» **Provided entries**
┄┄┄┄┄┄┄┄┄┄┄┄┄┄┄┄┄┄┄┄
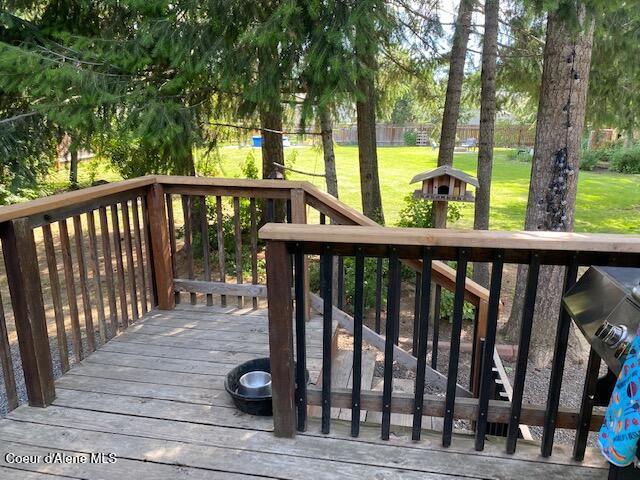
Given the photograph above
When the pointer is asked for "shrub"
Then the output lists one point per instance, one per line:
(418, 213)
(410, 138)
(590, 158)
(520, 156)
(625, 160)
┄┄┄┄┄┄┄┄┄┄┄┄┄┄┄┄┄┄┄┄
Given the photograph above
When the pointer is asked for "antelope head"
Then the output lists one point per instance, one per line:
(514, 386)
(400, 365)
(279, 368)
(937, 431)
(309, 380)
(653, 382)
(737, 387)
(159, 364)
┄┄┄┄┄┄┄┄┄┄┄┄┄┄┄┄┄┄┄┄
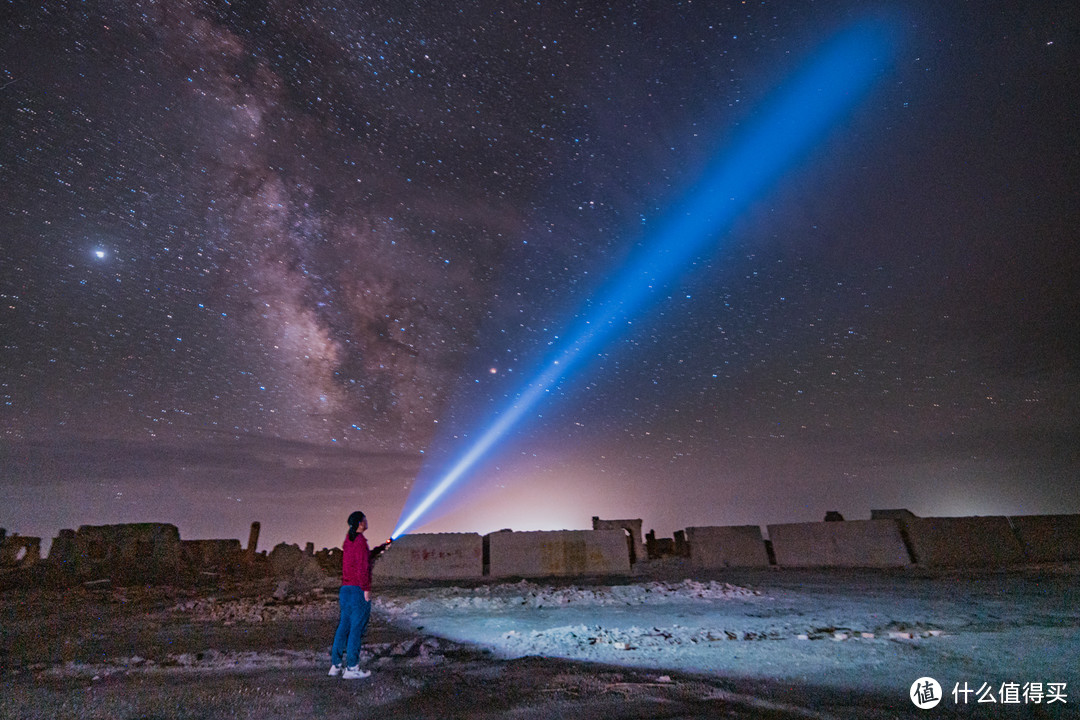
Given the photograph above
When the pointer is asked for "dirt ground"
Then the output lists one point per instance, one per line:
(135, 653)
┄┄┄┄┄┄┄┄┄┄┄┄┄┄┄┄┄┄┄┄
» **What is required**
Extract each line from the records above that contains the string "pointer". Uppercase and lowercase letters must match.

» **Exercise solution**
When the pointer is asked for "shrub"
When the pointer is asked for "antelope head"
When the pointer is asked for "dirt ground"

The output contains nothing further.